<<<<
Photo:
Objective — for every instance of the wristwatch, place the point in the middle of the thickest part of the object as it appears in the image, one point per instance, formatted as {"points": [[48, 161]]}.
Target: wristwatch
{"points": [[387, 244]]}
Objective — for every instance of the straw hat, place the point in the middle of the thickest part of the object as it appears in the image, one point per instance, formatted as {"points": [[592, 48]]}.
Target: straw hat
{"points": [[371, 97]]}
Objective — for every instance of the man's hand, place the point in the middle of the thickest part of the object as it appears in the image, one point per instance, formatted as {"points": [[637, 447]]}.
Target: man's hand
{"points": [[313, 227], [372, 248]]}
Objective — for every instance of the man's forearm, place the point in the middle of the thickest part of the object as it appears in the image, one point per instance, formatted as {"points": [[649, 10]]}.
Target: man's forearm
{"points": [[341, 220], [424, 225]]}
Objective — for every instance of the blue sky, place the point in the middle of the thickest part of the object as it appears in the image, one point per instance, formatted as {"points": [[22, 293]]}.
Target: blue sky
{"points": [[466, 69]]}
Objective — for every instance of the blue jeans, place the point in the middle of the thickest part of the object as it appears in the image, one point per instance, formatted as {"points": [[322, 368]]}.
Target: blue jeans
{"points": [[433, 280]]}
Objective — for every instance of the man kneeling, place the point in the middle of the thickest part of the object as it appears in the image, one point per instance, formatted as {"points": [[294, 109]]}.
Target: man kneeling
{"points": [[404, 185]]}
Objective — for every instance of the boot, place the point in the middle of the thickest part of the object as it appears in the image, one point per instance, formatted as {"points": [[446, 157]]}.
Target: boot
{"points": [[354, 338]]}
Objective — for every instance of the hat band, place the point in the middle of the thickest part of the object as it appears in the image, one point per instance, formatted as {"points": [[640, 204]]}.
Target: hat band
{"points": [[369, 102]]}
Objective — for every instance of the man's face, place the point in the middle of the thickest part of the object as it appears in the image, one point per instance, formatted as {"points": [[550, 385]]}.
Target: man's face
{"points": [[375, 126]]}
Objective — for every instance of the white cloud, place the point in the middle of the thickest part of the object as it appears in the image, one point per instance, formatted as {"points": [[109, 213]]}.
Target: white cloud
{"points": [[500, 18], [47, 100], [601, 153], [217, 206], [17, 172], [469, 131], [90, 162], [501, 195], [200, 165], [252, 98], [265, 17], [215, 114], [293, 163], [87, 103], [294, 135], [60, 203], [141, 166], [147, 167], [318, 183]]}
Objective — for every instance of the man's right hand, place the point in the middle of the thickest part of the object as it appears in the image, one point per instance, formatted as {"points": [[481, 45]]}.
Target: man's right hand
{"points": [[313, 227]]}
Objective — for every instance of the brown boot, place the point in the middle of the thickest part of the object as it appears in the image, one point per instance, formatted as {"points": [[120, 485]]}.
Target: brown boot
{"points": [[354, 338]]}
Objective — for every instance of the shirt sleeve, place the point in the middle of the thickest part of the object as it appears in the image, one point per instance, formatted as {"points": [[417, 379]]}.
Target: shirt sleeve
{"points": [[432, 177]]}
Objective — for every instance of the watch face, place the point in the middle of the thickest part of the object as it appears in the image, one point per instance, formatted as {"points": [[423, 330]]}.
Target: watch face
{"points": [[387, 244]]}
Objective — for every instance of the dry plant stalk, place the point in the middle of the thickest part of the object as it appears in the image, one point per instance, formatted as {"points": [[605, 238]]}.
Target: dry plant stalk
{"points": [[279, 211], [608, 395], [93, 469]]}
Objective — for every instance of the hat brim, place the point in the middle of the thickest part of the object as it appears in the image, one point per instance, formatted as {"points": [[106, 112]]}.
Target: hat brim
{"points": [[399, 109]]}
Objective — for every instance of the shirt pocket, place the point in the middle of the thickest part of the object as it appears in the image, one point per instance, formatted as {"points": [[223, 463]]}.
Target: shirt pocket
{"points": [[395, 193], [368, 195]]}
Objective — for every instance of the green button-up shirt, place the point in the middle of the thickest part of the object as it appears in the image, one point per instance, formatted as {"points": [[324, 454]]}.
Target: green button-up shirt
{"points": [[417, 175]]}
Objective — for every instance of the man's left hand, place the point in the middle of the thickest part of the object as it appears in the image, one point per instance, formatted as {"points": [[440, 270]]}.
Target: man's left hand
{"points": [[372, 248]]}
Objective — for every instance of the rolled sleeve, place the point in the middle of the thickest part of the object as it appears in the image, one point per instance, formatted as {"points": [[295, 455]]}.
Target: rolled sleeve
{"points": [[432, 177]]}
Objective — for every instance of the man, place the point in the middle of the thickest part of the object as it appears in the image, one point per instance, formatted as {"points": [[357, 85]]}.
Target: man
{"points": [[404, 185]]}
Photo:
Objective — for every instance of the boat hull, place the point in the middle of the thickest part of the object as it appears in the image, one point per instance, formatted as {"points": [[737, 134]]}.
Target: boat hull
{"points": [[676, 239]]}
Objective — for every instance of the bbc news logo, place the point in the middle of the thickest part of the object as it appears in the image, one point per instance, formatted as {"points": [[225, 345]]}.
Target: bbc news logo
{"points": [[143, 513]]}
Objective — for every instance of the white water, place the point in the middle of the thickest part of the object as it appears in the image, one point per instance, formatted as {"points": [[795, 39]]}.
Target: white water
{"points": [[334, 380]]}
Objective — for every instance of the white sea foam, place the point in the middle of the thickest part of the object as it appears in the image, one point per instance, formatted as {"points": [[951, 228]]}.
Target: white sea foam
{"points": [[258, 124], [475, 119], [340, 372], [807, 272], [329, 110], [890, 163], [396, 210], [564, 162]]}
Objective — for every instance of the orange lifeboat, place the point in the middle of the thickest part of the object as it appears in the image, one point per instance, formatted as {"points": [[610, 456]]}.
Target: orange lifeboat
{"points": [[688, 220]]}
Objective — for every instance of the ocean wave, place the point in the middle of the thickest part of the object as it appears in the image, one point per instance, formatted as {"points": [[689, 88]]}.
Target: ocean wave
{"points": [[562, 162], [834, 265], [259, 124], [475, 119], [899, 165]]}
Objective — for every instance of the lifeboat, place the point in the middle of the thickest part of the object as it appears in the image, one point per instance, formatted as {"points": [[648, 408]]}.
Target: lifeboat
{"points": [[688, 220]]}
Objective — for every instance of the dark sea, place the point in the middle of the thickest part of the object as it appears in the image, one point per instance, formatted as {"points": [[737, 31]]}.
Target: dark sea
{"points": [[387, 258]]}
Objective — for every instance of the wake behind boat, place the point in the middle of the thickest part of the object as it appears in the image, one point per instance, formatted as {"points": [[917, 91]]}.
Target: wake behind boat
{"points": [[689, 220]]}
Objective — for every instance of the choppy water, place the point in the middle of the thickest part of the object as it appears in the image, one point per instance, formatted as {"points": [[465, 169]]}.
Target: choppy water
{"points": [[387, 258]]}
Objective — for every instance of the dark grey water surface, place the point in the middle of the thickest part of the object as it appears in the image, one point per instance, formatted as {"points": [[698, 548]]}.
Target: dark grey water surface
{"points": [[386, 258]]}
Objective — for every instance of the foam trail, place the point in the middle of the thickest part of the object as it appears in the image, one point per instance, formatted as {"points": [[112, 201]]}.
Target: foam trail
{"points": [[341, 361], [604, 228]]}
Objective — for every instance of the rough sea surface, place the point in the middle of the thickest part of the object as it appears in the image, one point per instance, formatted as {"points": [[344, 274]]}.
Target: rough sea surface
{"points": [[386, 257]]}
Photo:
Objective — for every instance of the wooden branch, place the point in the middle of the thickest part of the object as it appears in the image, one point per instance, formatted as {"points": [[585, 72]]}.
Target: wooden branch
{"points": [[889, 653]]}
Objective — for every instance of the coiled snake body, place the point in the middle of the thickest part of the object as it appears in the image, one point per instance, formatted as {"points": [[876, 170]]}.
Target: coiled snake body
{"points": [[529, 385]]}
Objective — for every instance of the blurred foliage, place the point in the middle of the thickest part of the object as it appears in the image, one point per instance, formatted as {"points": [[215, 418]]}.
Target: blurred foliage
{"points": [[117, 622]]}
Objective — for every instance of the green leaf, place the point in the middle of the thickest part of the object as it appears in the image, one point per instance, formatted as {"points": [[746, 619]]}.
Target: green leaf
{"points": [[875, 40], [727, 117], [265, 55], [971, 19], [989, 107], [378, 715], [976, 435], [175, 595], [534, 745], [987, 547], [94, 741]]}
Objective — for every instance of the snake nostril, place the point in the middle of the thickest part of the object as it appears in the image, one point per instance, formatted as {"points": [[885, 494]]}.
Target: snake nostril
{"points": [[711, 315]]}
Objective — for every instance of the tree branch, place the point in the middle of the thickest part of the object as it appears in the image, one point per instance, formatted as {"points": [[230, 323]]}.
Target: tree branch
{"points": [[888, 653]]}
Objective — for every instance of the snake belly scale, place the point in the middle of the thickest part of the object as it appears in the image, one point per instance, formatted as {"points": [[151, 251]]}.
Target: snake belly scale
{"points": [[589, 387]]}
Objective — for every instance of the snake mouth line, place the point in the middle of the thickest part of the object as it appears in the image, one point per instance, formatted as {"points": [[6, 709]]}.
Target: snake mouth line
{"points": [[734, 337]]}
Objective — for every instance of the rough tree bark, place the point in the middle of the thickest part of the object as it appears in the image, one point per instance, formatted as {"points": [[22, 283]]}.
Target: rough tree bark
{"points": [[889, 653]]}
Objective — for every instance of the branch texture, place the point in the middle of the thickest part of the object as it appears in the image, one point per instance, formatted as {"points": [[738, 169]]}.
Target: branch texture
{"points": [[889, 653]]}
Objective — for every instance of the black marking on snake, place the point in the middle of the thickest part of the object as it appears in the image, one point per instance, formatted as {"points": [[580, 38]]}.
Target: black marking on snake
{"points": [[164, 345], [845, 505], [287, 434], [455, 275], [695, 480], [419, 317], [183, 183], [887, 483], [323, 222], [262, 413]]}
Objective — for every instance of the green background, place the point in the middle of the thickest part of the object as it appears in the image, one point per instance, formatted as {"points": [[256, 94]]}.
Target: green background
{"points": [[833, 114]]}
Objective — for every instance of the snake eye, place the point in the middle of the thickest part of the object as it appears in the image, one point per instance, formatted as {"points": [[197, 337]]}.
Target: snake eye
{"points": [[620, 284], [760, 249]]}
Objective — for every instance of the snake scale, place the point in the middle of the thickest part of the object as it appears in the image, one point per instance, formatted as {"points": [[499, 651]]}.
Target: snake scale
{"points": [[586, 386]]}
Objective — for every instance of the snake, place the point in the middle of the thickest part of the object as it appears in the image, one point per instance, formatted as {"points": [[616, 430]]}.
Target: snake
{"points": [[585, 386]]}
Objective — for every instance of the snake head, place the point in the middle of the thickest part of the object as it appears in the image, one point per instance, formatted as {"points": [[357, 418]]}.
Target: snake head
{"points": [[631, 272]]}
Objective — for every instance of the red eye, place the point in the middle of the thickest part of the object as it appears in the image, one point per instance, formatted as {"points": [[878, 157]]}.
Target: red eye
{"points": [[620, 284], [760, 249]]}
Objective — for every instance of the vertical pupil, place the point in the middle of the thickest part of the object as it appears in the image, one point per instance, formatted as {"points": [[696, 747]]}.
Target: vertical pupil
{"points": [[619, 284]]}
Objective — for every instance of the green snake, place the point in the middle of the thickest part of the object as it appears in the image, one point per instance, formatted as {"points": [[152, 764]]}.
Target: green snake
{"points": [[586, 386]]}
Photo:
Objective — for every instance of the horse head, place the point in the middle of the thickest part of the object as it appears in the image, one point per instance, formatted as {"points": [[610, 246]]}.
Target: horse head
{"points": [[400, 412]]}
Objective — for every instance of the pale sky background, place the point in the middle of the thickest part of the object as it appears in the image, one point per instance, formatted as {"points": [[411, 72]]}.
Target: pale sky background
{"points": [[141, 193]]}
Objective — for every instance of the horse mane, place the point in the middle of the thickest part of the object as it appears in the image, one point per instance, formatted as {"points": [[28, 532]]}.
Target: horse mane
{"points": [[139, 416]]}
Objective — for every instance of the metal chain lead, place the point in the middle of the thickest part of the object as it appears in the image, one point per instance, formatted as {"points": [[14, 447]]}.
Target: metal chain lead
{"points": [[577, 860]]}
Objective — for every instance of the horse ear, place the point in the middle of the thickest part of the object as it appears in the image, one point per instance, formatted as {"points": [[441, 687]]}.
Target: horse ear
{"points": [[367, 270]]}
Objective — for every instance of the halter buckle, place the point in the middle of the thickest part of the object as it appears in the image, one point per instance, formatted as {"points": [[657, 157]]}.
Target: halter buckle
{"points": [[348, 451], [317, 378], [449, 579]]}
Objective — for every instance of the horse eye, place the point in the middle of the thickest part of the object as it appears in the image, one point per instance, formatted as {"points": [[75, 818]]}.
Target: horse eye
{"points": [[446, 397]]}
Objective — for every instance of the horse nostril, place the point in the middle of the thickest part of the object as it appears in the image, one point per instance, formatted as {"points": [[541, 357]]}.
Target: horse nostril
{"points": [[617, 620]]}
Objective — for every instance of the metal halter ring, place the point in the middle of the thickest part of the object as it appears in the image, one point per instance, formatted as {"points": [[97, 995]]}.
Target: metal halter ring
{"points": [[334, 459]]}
>>>>
Reproduce the entries above word for word, starting with the line that contains "Objective — for every instance of the horse nostril, place" and continuing through the last line of the entries, with both ends included.

Objective — for every instance of the horse nostril, place the point in the middle of the thickest part of the object as it appears in the image, one point per instance, formatted as {"points": [[541, 357]]}.
Target: horse nostril
{"points": [[617, 620]]}
Objective — for every instance of the metal halter ring, place the point in the middle of the thickest part of the object as it appears in the image, one point per instance, formatted as {"points": [[97, 995]]}.
Target: metal halter ring
{"points": [[334, 459]]}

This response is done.